Start of Block

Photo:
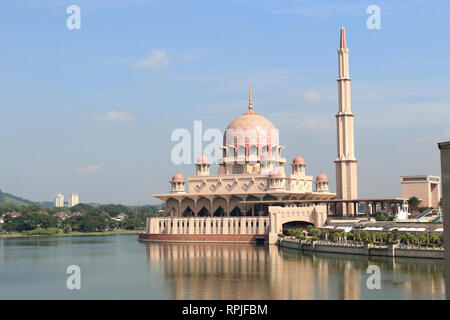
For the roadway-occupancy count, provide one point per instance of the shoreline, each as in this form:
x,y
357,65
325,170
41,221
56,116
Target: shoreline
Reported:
x,y
71,234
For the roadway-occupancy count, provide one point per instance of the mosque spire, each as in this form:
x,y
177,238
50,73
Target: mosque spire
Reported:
x,y
250,106
343,42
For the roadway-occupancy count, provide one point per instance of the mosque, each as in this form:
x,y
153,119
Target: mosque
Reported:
x,y
252,193
252,168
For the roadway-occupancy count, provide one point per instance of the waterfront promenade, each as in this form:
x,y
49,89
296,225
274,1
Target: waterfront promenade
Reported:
x,y
390,250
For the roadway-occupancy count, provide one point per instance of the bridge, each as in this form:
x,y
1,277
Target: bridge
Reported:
x,y
250,229
231,229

End of Block

### WHAT YOU WILL DO
A single number is the answer here: how many lines of the material contain the string "bridge"?

### EXERCISE SOLUTION
2